I became interested in this camera system when I first saw it in two photographs of the Apollo 14 crew during EVA training.  These two photographs, namely AP14-70-H-1305 and AP14-S70-46157, shown below (cropped), show Commander Alan Sheppard with the camera mounted to the Remote Control Unit on his EMU. where one would normally expect to see a Hasselblad ELP camera.

Closeup from 
AP14-70-H-1305. 
See my diagram 
based on this 
photo below.
Detail from 
AP14-S70-46157, 
showing the camera 
mounted on 
Sheppard's RCU.
Diagram from LRV 
manual, showing 
how the LGEC 
would have been 
mounted to the 
center console.
Until recently, I was able to turn up very little information on this system on the internet.  The only other image I was able to find of it was a diagram from an early Lunar Roving Vehicle stowage document written by GE Apollo Systems titled "Lunar Roving Vehicle Crew Equipment Stowage Methods and Location", dated June 5, 1970.
After a lot of digging around, I came across a document written by the U.S. Geological Survey titled "The U.S. Geological Survey, Branch of Astrogeology: A Chronology of Activities from Conception through the End of Project Apollo (1960-1973)" by Gerald G. Schaber.  This 346 page document has only 6 references to the LGEC, along with a handful of photographs of it, but it provides some background into it's history and developement.

§ **REQUIREMENTS**
Resume the piece about the LGEC camera system from the point where it stops.

§ **DATASET ENTRIES**

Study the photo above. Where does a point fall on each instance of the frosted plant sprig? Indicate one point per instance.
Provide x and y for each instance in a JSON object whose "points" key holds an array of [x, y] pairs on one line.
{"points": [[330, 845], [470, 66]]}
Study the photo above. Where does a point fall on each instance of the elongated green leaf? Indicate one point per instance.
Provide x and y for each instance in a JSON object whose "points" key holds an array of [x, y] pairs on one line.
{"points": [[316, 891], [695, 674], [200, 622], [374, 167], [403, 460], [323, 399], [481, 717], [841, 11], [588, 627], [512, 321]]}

§ **IN RESPONSE**
The LGEC was the brain child of Dr. Eugene Shoemaker, known as "the Father of Astrogeology", who originally envisioned it as a part of a system known as the Lunar Staff.  This system, had it come to be used, would have been hand carried by the Apollo crewmen on the lunar surface.  The Lunar Staff went through various design changes, but essentially would have included a mobile television camera, a laser range finding reflector system, a spectrographic system, a sun compass, the LGEC, and various other experiments for performing lunar geology on site.  The Lunar Staff was tested in a series of EVA experiments by the USGS at various sites in Arizona, beginning in 1966.
The LGEC was designed by C. J. Hawkins and the original prototype was fabricated by W.E. Fahey in the machine shop of the Branch of Astrogeology of the USGS in Flagstaff, Arizona.
Above: The original prototype of the LGEC.
The caption for the left photo reads "Figure 40-(a) Hawkins-designed, prototype, Apollo stereometric camera as fabricated
(in February 1966) by machinist W.E. Fahey and colleagues with the Branch of Astrogeology (Flagstaff);
showing details of film canister and wind-reel side; USGS photo P68, F26661"
Using the ruler in these photos, I was able to determine the dimensions as W 8" x L 5.5" x H 2.25" (not including lenses)

Above: LGEC prototype mounted on Lunar Staff during Early
Apollo Field Test 8, held 23-27 May 1966 at Hopi Buttes, Arizona.
The caption for this photo reads "Figure 42-(d) Joe (O'Connor) in
Apollo suit with prototype Apollo stereometric camera on staff;
simulated LM ascent stage in background; USGS photo P105, F666544c"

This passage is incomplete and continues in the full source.